TASK TO CARRY OUT
In one to three sentences, explain why, according to the mocking guide, standard module-level patching fails for singleton services imported inside a method.

TEXT SEGMENT
Name helper clearly: create_mocked_service() not get_service()
Document why: Add docstring explaining the pattern avoids fixture issues
Expose mock for tests: Store mock in service._mock_xyz for assertions
Configure defaults: Set safe default return values (empty lists, None, etc.)
Per-test customization: Override specific mock behaviors in each test

Common Pitfalls to Avoid¶

❌ Don't use module-level patching for injected services

# ❌ NE FONCTIONNE PAS avec dependency injection
@patch("back_office_lmelp.services.collections_management_service.mongodb_service")
def test_something(mock_mongodb):
    service = CollectionsManagementService()  # mongodb_service n'est pas mock

❌ Don't rely on fixtures for complex service mocking

# ❌ FRAGILE: Fixtures + patch.object = problèmes avec imports locaux
@pytest.fixture
def service(mock_mongodb):
    with patch.object(Service, "mongodb_service", mock_mongodb):
        return Service()

✅ Use helper functions with direct attribute assignment

# ✅ ROBUSTE: Helper function + attribute injection
def create_mocked_service():
    service = Service()
    service.mongodb_service = Mock()  # Injection directe
    return service

Reference: Issue #67 - Learned this pattern while implementing summary correction tests

Mocking Singleton Services with Local Imports¶

CRITICAL: When testing code that uses singleton services imported locally inside methods, standard module-level patching does NOT work. This is a common pitfall that causes "Connexion MongoDB non établie" errors even when mocks are properly configured.

The Problem: Local Imports Bypass Module-Level Patches¶

# ❌ PROBLEMATIC: Service method with local import of singleton
class CollectionsManagementService:
    def handle_book_validation(self, book_data):
        # Local import inside method
        from ..services.livres_auteurs_cache_service import livres_auteurs_cache_service

        # This calls the REAL singleton, not the mock!

[Items for segmentation labeling]
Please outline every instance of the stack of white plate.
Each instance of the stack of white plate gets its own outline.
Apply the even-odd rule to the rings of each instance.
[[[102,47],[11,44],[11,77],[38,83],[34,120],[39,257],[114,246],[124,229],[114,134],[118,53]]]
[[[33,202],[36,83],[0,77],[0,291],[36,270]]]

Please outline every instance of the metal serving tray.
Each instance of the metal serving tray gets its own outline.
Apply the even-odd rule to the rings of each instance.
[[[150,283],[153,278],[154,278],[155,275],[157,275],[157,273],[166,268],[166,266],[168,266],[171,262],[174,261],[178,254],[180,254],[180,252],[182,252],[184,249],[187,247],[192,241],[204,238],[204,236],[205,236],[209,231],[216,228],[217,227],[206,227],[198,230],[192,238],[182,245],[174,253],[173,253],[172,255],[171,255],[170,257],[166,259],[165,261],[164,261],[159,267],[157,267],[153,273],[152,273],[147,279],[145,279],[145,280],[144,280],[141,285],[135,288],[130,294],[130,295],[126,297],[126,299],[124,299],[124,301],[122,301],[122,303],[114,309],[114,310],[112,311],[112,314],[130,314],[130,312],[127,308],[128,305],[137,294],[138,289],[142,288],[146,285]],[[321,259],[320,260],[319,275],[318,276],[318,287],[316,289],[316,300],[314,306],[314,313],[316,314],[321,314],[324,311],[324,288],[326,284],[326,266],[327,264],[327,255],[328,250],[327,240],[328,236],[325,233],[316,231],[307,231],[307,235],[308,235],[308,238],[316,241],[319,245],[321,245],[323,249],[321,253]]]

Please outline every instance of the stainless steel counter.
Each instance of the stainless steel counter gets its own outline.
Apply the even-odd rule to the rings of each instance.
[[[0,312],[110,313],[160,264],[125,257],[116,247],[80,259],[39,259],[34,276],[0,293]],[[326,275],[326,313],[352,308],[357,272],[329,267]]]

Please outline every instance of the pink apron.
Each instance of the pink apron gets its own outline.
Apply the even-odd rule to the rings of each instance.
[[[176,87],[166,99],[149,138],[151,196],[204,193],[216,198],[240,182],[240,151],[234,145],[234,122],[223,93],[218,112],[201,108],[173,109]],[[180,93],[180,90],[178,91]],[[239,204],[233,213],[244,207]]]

RESPONSE TO THE TASK
The singleton is imported locally inside the method, and that local import bypasses the module-level patch, so the method calls the real singleton instead of the mock. As a result, "Connexion MongoDB non établie" errors appear even when the mocks are properly configured.